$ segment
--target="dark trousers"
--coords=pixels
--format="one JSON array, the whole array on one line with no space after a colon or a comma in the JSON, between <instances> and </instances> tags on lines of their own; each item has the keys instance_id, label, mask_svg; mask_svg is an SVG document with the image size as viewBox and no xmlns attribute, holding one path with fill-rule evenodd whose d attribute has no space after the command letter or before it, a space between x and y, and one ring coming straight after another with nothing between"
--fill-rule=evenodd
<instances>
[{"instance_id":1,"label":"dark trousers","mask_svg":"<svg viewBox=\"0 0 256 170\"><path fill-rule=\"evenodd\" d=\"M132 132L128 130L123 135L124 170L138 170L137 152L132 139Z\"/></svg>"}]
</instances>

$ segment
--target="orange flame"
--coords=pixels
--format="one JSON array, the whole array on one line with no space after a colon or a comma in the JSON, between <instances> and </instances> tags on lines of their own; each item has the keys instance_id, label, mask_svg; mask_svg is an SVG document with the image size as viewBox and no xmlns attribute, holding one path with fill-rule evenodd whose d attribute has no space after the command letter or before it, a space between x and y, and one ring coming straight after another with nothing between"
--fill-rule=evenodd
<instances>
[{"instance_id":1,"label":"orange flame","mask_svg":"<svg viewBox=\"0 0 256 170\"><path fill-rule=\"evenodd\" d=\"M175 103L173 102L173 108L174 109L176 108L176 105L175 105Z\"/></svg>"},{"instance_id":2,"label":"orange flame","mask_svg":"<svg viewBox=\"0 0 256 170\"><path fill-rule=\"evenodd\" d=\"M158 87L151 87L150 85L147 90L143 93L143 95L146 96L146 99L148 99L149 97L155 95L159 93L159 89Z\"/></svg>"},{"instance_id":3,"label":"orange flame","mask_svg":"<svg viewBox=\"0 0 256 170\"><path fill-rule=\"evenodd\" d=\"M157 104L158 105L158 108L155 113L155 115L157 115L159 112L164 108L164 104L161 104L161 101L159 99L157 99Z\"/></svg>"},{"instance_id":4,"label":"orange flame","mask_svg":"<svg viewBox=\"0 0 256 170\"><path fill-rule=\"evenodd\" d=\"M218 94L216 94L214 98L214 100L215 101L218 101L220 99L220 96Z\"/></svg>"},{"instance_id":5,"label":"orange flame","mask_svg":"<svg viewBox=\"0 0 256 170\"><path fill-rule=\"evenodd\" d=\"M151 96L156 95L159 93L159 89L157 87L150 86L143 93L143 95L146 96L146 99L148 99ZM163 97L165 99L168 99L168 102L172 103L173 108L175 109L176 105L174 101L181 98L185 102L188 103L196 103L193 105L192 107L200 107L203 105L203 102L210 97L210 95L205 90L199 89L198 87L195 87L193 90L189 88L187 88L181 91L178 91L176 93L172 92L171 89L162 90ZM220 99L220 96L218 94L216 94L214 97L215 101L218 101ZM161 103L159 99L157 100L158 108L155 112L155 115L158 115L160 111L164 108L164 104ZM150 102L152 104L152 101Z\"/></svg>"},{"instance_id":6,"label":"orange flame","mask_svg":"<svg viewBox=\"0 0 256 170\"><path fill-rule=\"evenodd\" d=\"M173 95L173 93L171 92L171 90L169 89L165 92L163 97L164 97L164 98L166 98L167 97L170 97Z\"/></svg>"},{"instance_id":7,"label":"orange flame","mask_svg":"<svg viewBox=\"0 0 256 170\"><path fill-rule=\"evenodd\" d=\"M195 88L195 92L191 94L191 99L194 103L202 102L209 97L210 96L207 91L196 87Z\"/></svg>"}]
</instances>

- - -

## [Set task]
Return each line of the data exactly as written above.

## [Task result]
$ segment
--target="dark trousers"
--coords=pixels
--format="one JSON array, the whole array on one line with no space after a colon or a comma in the JSON, between <instances> and </instances> tags on lines of their own; each item has the keys instance_id, label, mask_svg; mask_svg is an SVG document with the image size as viewBox and no xmlns attribute, holding one path with fill-rule evenodd whose d attribute has no space after the command letter or before it, a space between x and y, and one ring coming straight after another with nothing between"
--fill-rule=evenodd
<instances>
[{"instance_id":1,"label":"dark trousers","mask_svg":"<svg viewBox=\"0 0 256 170\"><path fill-rule=\"evenodd\" d=\"M132 132L128 130L123 135L124 170L138 170L137 152L132 139Z\"/></svg>"}]
</instances>

$ segment
--target="orange flame"
--coords=pixels
--format="one JSON array, the whole array on one line with no space after a colon or a comma in the JSON, between <instances> and </instances> tags on lines of their own; each item has the keys instance_id, label, mask_svg; mask_svg is an SVG document with the image size as viewBox and no xmlns attribute, holding one path with fill-rule evenodd whose d attribute has no space after the command letter or before it, a space between x and y, and one ring coming straight after another with nothing between"
--fill-rule=evenodd
<instances>
[{"instance_id":1,"label":"orange flame","mask_svg":"<svg viewBox=\"0 0 256 170\"><path fill-rule=\"evenodd\" d=\"M175 103L173 102L173 108L174 109L176 108L176 105L175 105Z\"/></svg>"},{"instance_id":2,"label":"orange flame","mask_svg":"<svg viewBox=\"0 0 256 170\"><path fill-rule=\"evenodd\" d=\"M158 87L151 87L150 85L147 90L143 93L143 95L146 96L146 99L148 99L149 97L155 95L159 93L159 89Z\"/></svg>"},{"instance_id":3,"label":"orange flame","mask_svg":"<svg viewBox=\"0 0 256 170\"><path fill-rule=\"evenodd\" d=\"M157 104L158 105L158 108L155 113L155 115L157 115L159 112L164 108L164 104L161 104L161 101L159 99L157 99Z\"/></svg>"},{"instance_id":4,"label":"orange flame","mask_svg":"<svg viewBox=\"0 0 256 170\"><path fill-rule=\"evenodd\" d=\"M218 94L216 94L214 98L214 100L215 101L218 101L220 99L220 96Z\"/></svg>"},{"instance_id":5,"label":"orange flame","mask_svg":"<svg viewBox=\"0 0 256 170\"><path fill-rule=\"evenodd\" d=\"M151 96L156 95L159 93L159 89L157 87L150 86L143 93L143 95L146 96L146 99L148 99ZM163 97L165 99L168 99L168 102L172 103L173 108L175 109L176 105L174 101L181 98L185 102L188 103L196 103L193 105L192 107L200 107L203 105L203 102L210 97L210 95L205 90L199 89L198 87L195 87L193 90L189 88L187 88L181 91L178 91L176 93L172 92L171 89L162 90ZM220 99L220 96L218 94L216 94L214 97L215 101L218 101ZM161 103L159 99L157 100L158 108L155 112L155 115L158 115L160 111L164 108L164 104ZM150 102L152 104L152 101Z\"/></svg>"},{"instance_id":6,"label":"orange flame","mask_svg":"<svg viewBox=\"0 0 256 170\"><path fill-rule=\"evenodd\" d=\"M173 95L173 93L171 92L171 90L169 89L165 92L163 97L164 97L164 98L166 98L167 97L170 97Z\"/></svg>"},{"instance_id":7,"label":"orange flame","mask_svg":"<svg viewBox=\"0 0 256 170\"><path fill-rule=\"evenodd\" d=\"M195 88L195 92L191 94L191 99L194 103L202 102L209 97L210 96L207 91L196 87Z\"/></svg>"}]
</instances>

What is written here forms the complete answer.